::: Provided data :::
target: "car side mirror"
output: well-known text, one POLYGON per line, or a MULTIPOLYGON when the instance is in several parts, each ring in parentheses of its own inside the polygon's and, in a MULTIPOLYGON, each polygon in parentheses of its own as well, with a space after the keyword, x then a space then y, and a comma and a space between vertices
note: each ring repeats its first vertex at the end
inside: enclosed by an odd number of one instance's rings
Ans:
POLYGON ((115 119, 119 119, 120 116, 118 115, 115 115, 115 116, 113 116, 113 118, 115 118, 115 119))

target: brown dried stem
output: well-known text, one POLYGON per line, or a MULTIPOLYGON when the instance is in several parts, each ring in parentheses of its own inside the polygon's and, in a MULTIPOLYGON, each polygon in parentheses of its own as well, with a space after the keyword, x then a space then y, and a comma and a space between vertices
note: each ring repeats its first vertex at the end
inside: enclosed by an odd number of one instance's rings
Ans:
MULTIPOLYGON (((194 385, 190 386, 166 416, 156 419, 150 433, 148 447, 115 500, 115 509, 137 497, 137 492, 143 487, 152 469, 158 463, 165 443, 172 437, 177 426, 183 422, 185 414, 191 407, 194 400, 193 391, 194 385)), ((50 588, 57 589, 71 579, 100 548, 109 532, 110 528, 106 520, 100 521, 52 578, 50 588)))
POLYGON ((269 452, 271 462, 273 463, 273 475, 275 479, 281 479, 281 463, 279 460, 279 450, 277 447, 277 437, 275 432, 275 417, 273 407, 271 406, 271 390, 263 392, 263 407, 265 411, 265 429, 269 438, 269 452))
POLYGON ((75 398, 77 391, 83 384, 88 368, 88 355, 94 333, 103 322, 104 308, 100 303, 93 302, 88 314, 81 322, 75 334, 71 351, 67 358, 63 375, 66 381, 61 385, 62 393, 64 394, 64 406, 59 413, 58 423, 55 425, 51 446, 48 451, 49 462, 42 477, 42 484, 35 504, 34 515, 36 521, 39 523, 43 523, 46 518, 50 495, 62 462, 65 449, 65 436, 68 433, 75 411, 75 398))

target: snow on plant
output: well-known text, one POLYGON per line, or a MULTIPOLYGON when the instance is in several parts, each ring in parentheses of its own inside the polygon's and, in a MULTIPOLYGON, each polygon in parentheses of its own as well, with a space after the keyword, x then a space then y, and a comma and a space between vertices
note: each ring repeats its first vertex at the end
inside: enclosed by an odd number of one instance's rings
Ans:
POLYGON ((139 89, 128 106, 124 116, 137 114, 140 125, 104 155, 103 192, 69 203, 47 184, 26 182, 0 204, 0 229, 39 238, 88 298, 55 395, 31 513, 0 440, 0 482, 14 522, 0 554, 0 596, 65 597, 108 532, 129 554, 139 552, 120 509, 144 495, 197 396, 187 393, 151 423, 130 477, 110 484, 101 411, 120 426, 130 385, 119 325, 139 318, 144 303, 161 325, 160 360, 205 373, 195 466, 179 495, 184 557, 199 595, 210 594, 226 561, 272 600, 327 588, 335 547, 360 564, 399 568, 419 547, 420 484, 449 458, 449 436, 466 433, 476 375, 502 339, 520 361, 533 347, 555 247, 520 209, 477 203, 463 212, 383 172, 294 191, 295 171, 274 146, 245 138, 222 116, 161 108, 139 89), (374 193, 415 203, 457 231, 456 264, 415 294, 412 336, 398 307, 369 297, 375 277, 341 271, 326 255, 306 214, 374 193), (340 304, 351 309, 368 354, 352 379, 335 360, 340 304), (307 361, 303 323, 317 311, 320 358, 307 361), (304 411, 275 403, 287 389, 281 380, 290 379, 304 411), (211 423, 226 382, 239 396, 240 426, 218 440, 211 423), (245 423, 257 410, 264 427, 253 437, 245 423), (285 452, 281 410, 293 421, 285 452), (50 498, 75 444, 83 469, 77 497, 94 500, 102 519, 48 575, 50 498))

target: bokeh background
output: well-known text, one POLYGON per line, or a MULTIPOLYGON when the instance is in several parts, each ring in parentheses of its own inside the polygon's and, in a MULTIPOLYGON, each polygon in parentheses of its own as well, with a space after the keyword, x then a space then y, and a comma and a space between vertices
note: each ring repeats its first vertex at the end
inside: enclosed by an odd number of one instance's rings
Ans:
:::
Required task
Copy out the listing's lines, starting with the line that contains "target: bokeh background" and continuing through the end of the listing.

Correct answer
target: bokeh background
output: well-known text, one POLYGON per line, or a MULTIPOLYGON when the instance is in several parts, each ring in parentheses of its own inside the polygon's and, in a MULTIPOLYGON, each polygon in parentheses of its own as well, with a space after the keyword, x then a space then y, and a comma and a space between vertices
note: each ring repeats its first vertex at the end
inside: enclosed by an odd number of one instance's rings
Ans:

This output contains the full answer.